● **Work to do**:
In the comment about the rescued horse, what has the writer learned to say "no" to?

● **Text provided**:

* BEGIN *

Do I feel guilty about this, nope. I do what I can do for my own backyard, just like you did for that poor scared horse. Imagine the guilt you'd feel if you came across it in the ditch the next morning?
But, that isn't why you shooed the horse to safety. You acted on the instinctive impulse to save a life. It shows you care, are willing to put yourself out there, and you have the right to soak in all the good feelings you have over this encounter.
You can stop being a people- pleaser, you CAN stop the fake in your life.
I disagree with every quote you have in the 2nd paragraph. I think we ARE following Christ's instructions when we act in a loving way that allows us to feel good about our actions at the end of the day. First of all you can't be miserable when you know you've done your best, and alone? No, I think you'll attract healthy like-minded people who enrich your life and the blood suckers will find someone else to attach to. There's always someone else who can't set limits they can suck off.
I've learned to say "no" to situations where it isn't in my best interests to say yes. Mentally, emotionally, physically, financially. and believe me, when it IS something I WANT to do, and CAN do--it's given with a big, clear heart. and it's wonderful.

* END *

● **Provided records**:
* BEGIN *

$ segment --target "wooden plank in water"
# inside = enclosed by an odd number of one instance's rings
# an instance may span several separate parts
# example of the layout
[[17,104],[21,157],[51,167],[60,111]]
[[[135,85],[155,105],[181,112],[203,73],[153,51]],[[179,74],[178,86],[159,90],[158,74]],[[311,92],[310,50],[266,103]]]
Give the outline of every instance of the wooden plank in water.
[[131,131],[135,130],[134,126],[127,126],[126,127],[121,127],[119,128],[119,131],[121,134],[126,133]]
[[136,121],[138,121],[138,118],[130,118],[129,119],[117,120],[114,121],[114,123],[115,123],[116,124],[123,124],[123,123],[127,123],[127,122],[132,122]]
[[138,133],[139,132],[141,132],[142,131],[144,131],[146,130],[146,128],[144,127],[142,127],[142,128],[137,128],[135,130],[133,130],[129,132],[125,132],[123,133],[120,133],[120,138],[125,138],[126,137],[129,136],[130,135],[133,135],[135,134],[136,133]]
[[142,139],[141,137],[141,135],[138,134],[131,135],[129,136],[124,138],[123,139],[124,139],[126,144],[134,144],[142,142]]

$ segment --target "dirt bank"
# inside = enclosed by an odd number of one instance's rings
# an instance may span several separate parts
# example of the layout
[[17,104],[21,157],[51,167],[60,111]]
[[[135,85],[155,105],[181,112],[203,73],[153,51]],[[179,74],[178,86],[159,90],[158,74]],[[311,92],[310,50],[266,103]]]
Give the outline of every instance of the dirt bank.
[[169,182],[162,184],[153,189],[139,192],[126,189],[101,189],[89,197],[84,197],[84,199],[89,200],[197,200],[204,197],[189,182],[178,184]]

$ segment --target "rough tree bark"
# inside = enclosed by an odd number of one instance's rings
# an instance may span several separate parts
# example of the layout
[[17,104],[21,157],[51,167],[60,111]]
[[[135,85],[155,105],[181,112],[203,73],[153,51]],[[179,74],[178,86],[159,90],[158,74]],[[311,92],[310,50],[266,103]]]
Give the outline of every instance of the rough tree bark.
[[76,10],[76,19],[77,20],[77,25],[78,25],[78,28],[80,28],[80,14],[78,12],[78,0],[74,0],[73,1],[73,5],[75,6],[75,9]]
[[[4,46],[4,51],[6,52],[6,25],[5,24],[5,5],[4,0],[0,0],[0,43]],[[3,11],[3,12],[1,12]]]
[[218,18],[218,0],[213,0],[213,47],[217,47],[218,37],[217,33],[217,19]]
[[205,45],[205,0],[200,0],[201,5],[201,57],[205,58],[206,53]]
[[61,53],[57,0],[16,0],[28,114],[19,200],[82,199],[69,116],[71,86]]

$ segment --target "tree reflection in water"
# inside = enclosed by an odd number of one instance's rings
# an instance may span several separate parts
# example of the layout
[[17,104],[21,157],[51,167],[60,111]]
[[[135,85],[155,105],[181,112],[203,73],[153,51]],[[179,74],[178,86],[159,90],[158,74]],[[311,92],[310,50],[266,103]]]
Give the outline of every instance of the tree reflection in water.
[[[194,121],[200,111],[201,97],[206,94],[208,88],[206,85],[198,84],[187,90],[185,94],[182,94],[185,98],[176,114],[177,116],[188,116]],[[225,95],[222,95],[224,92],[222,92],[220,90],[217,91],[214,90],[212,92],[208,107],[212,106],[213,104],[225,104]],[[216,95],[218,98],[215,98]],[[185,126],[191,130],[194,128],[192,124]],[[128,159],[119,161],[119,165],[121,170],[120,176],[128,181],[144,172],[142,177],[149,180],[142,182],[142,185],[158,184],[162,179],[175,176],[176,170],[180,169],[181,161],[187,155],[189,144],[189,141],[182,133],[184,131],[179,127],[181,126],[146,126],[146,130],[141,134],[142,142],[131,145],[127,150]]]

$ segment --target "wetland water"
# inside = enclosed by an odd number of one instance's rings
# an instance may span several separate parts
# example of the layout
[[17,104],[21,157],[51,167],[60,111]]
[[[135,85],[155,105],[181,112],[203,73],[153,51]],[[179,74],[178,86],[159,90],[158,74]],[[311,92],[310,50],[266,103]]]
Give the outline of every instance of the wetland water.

* END *

● **Problem solution**:
Situations where it isn't in the writer's best interests to say yes.